When you return the data, keep each character exactly as it appears.

==============================

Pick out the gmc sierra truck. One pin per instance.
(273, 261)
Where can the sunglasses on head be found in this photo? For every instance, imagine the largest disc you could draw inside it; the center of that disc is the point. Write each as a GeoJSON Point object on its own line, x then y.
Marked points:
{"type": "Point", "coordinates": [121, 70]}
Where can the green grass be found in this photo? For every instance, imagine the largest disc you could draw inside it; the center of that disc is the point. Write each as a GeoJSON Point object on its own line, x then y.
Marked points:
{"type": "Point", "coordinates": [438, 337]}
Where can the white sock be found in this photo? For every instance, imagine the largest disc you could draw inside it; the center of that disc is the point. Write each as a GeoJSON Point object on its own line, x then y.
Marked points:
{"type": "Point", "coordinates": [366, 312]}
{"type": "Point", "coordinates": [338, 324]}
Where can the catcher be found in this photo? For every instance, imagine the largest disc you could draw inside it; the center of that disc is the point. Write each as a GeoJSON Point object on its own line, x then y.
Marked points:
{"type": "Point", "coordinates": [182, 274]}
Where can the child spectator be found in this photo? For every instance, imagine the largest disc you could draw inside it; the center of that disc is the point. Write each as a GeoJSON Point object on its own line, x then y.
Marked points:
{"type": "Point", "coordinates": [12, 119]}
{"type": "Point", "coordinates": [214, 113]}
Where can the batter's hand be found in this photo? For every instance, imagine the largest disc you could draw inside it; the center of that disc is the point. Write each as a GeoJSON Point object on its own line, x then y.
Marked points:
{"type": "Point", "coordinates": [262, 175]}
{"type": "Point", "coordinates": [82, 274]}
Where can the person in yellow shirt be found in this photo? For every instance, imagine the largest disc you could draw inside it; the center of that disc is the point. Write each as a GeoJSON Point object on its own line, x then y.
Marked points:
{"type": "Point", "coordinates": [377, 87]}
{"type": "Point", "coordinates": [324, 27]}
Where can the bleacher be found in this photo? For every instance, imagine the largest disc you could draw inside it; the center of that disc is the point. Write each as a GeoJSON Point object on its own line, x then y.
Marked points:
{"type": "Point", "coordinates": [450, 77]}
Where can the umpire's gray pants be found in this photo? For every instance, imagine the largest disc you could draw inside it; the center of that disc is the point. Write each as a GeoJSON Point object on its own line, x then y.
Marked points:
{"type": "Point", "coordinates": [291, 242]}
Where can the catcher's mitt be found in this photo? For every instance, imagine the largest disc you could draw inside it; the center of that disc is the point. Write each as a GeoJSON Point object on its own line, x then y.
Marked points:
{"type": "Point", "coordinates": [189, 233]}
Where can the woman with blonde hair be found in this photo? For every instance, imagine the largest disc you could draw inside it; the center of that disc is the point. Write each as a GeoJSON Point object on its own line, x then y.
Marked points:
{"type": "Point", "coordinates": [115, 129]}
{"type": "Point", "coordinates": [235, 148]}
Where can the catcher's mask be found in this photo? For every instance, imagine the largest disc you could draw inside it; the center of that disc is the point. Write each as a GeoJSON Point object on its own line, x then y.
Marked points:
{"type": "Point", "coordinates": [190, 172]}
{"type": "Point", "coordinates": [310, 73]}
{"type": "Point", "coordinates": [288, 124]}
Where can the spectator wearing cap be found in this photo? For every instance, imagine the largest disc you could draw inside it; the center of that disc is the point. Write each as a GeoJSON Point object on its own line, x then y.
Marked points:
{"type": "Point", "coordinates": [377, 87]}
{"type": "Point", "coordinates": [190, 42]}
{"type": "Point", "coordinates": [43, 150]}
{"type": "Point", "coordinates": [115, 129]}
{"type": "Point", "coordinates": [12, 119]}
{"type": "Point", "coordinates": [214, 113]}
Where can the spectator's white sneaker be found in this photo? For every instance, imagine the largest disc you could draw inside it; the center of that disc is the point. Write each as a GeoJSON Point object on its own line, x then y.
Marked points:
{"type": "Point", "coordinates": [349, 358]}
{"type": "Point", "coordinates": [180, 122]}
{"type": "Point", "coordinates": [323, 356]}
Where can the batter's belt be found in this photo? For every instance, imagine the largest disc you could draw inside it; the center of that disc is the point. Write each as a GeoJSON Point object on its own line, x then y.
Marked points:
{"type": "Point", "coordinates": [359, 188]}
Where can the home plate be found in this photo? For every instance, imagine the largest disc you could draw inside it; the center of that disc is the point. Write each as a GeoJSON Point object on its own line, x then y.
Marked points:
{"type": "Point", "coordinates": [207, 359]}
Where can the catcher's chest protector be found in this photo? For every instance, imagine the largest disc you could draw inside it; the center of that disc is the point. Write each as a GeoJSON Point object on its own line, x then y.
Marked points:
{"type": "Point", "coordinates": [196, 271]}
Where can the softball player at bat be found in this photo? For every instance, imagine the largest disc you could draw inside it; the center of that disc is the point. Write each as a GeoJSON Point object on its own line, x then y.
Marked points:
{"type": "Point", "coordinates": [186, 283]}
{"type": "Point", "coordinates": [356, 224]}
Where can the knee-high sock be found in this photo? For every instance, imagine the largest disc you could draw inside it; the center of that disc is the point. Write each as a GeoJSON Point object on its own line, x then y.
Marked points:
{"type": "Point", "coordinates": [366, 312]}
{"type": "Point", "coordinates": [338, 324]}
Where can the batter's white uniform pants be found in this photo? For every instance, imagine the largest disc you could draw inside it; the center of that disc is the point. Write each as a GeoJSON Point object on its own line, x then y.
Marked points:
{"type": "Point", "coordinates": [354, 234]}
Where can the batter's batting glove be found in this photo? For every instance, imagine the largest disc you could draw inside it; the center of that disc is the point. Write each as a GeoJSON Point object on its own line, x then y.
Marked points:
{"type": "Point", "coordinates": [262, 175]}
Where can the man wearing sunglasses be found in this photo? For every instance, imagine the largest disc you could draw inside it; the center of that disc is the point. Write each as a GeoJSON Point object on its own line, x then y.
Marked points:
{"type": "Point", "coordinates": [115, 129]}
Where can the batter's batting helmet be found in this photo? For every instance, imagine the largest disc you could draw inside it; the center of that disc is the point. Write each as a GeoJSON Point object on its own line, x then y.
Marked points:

==============================

◆ Response:
Pick out the gmc sierra truck. One pin per instance.
(273, 261)
Where can the sunglasses on head be found in this photo? For every instance, imagine the largest disc you could draw inside it; the center of that disc is the point. Write each as a GeoJSON Point object on its own line, x then y.
Marked points:
{"type": "Point", "coordinates": [121, 70]}
Where can the green grass be found in this photo? For every instance, imagine the largest disc you could draw inside it; the center of that disc is the point. Write each as a GeoJSON Point object on its own line, x then y.
Marked points:
{"type": "Point", "coordinates": [438, 337]}
Where can the white sock be found in this photo? For every instance, imagine the largest disc you could draw inside it; the center of that disc is the point. Write each as a GeoJSON Point object on its own line, x then y.
Marked points:
{"type": "Point", "coordinates": [366, 312]}
{"type": "Point", "coordinates": [338, 324]}
Where can the catcher be found in this photo? For every instance, imagine the largest disc you could draw inside it; the center of that disc is the point. Write each as a GeoJSON Point object on its own line, x then y.
Marked points:
{"type": "Point", "coordinates": [182, 274]}
Where can the child spectator be found in this photo? For every instance, imagine the largest disc you could draw inside it; the center of that disc is the point. Write each as a GeoJSON Point object on its own line, x then y.
Marked points:
{"type": "Point", "coordinates": [12, 119]}
{"type": "Point", "coordinates": [214, 113]}
Where can the batter's hand be found in this photo? For every instance, imagine the largest disc you could draw inside it; the center of that disc is the point. Write each as a GeoJSON Point object on its own line, x then y.
Marked points:
{"type": "Point", "coordinates": [262, 175]}
{"type": "Point", "coordinates": [82, 274]}
Where can the person in yellow shirt be found in this photo? For every instance, imagine the largest disc you could draw inside it; the center of that disc is the point. Write each as a GeoJSON Point object on its own line, x then y.
Marked points:
{"type": "Point", "coordinates": [377, 87]}
{"type": "Point", "coordinates": [324, 27]}
Where can the bleacher be found in this photo? For every instance, imagine the largest disc you could draw inside it; the center of that disc is the point. Write each as a GeoJSON Point object on its own line, x then y.
Marked points:
{"type": "Point", "coordinates": [450, 77]}
Where can the umpire's gray pants be found in this photo? For every instance, imagine the largest disc you could draw inside it; the center of that disc is the point. Write each as a GeoJSON Point object on its own line, x then y.
Marked points:
{"type": "Point", "coordinates": [291, 242]}
Where can the catcher's mitt be found in this photo? For every instance, imagine the largest disc you could draw inside it; the center of that disc is the point. Write each as a GeoJSON Point object on its own line, x then y.
Marked points:
{"type": "Point", "coordinates": [189, 233]}
Where can the woman with blonde hair be found in this photo? For every instance, imagine the largest disc you could draw inside it; the center of that disc is the point. Write each as a GeoJSON Point object on its own line, x then y.
Marked points:
{"type": "Point", "coordinates": [115, 129]}
{"type": "Point", "coordinates": [235, 148]}
Where can the catcher's mask be found in this photo? For every instance, imagine the largest disc you could draw inside it; the center of that disc is the point. Write each as a GeoJSON Point object on its own line, x then y.
Marked points:
{"type": "Point", "coordinates": [190, 172]}
{"type": "Point", "coordinates": [310, 73]}
{"type": "Point", "coordinates": [288, 124]}
Where can the spectator wearing cap be found in this photo? For every instance, imagine the largest disc you could draw inside it; the center of that disc is the point. Write each as a GeoJSON Point object on its own line, x then y.
Marked points:
{"type": "Point", "coordinates": [377, 87]}
{"type": "Point", "coordinates": [190, 42]}
{"type": "Point", "coordinates": [43, 150]}
{"type": "Point", "coordinates": [115, 129]}
{"type": "Point", "coordinates": [12, 119]}
{"type": "Point", "coordinates": [214, 113]}
Where can the spectator's white sneaker be found in this photo? For every instance, imagine the largest disc you could draw inside it; the center of that disc is the point. Write each as a GeoJSON Point object on its own line, x then y.
Marked points:
{"type": "Point", "coordinates": [349, 358]}
{"type": "Point", "coordinates": [180, 122]}
{"type": "Point", "coordinates": [323, 356]}
Where can the batter's belt be found in this photo? For every instance, imagine the largest disc you could draw inside it; the center of that disc is the point. Write each as a GeoJSON Point object on its own line, x then y.
Marked points:
{"type": "Point", "coordinates": [359, 188]}
Where can the home plate be found in this photo? For every instance, imagine the largest disc you could draw inside it; the center of that disc is the point. Write each as a GeoJSON Point object on its own line, x then y.
Marked points:
{"type": "Point", "coordinates": [207, 359]}
Where can the catcher's chest protector be found in this photo? For every instance, imagine the largest disc you could draw inside it; the center of that disc is the point. Write each as a GeoJSON Point object on its own line, x then y.
Marked points:
{"type": "Point", "coordinates": [196, 271]}
Where can the softball player at bat be found in this photo? For every instance, imagine the largest disc you could draw inside it; the center of that disc is the point. Write each as a GeoJSON Point object on its own line, x then y.
Marked points:
{"type": "Point", "coordinates": [186, 283]}
{"type": "Point", "coordinates": [356, 224]}
Where can the knee-high sock be found in this photo? For every instance, imagine the largest disc you could draw inside it; the center of that disc is the point. Write each as a GeoJSON Point object on its own line, x then y.
Marked points:
{"type": "Point", "coordinates": [366, 312]}
{"type": "Point", "coordinates": [338, 324]}
Where can the batter's white uniform pants be found in this photo? For every instance, imagine the largest disc you could draw inside it; the center of that disc is the point. Write each as a GeoJSON Point object on its own line, x then y.
Marked points:
{"type": "Point", "coordinates": [354, 234]}
Where can the batter's batting glove be found in this photo? For every instance, imagine the largest disc you could draw inside it; the center of that disc is the point. Write each as a GeoJSON Point object on its own line, x then y.
Marked points:
{"type": "Point", "coordinates": [262, 175]}
Where can the man wearing sunglasses be found in this photo? For every instance, imagine the largest disc you could draw inside it; the center of that disc is the point. Write each as a GeoJSON Point object on its own line, x then y.
Marked points:
{"type": "Point", "coordinates": [115, 129]}
Where can the batter's batting helmet be found in this photo? For every instance, imagine the largest disc you could draw inside it; the center of that disc is the point. Write each as a GeoJSON Point object on its own line, x then y.
Marked points:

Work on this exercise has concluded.